Given task: Repeat every entry below word for word, and leave the pictures out of your answer.

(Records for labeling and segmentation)
■ ■ ■

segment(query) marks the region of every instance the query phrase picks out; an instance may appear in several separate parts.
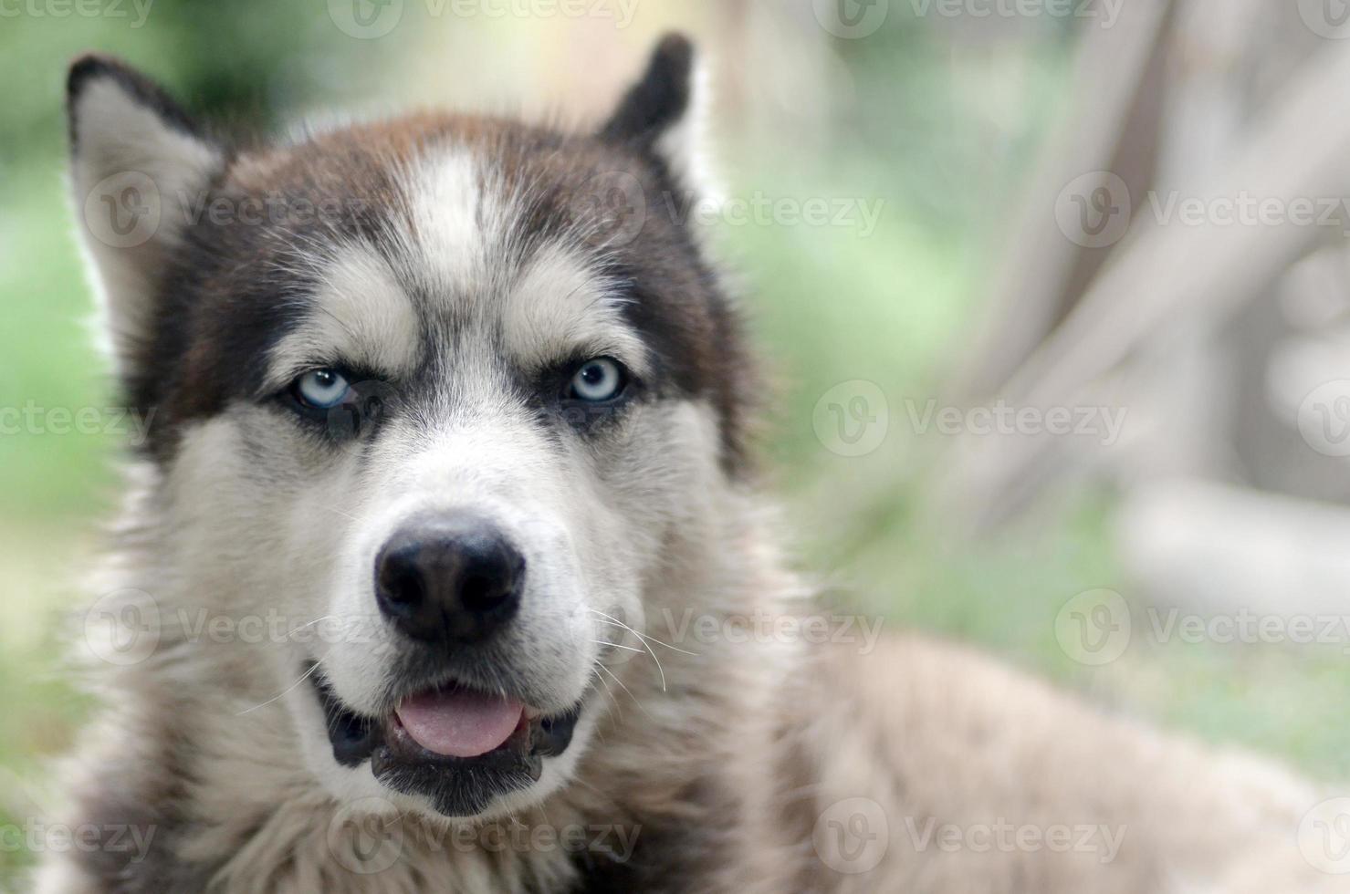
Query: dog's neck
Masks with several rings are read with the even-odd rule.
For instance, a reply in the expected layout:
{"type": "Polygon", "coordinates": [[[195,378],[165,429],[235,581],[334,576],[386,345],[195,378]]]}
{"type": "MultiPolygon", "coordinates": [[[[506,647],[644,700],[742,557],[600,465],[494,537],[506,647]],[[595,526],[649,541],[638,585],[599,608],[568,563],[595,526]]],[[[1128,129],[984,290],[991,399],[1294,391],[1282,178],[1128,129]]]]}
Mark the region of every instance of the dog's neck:
{"type": "MultiPolygon", "coordinates": [[[[240,712],[232,688],[248,677],[247,655],[216,647],[211,661],[189,659],[204,646],[166,643],[119,672],[84,752],[96,756],[81,767],[78,821],[150,837],[138,863],[81,858],[105,882],[92,890],[404,891],[427,879],[439,890],[657,890],[670,854],[774,835],[771,808],[737,800],[756,786],[725,777],[763,774],[775,759],[776,712],[737,705],[763,707],[791,676],[796,645],[755,624],[788,611],[796,585],[748,506],[718,537],[738,547],[684,556],[645,593],[651,635],[680,643],[614,669],[609,698],[590,707],[602,716],[576,778],[508,821],[362,820],[305,769],[281,701],[240,712]]],[[[767,889],[765,870],[736,883],[767,889]]]]}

■ ■ ■

Result:
segment(query) marks the region of every instance the query phrase picks out; an instance may appear in several separate parts.
Query: dog's neck
Masks with several rings are read with the even-odd rule.
For instance, a reply in the expected layout:
{"type": "Polygon", "coordinates": [[[195,378],[165,429],[235,581],[334,576],[386,345],[195,378]]]}
{"type": "MultiPolygon", "coordinates": [[[[506,647],[644,700],[742,557],[600,465],[494,537],[506,647]],[[595,526],[649,541],[638,585],[599,608],[568,563],[595,526]]],[[[1128,129],[984,290],[991,399],[1294,391],[1282,178],[1128,129]]]]}
Mark the region of every instance of the dog's neck:
{"type": "MultiPolygon", "coordinates": [[[[240,712],[232,688],[248,677],[247,655],[216,647],[211,661],[189,659],[204,646],[166,643],[119,672],[84,752],[96,756],[81,767],[78,821],[150,837],[138,863],[81,858],[105,882],[92,890],[404,891],[427,879],[439,890],[657,890],[670,854],[774,835],[771,808],[737,800],[756,786],[725,777],[763,774],[775,759],[776,712],[737,705],[763,707],[791,676],[796,645],[755,624],[788,611],[796,585],[748,506],[718,537],[738,547],[684,556],[645,593],[651,635],[680,643],[614,669],[609,698],[590,707],[602,716],[576,778],[508,821],[362,820],[305,769],[281,701],[240,712]]],[[[767,889],[765,870],[736,883],[767,889]]]]}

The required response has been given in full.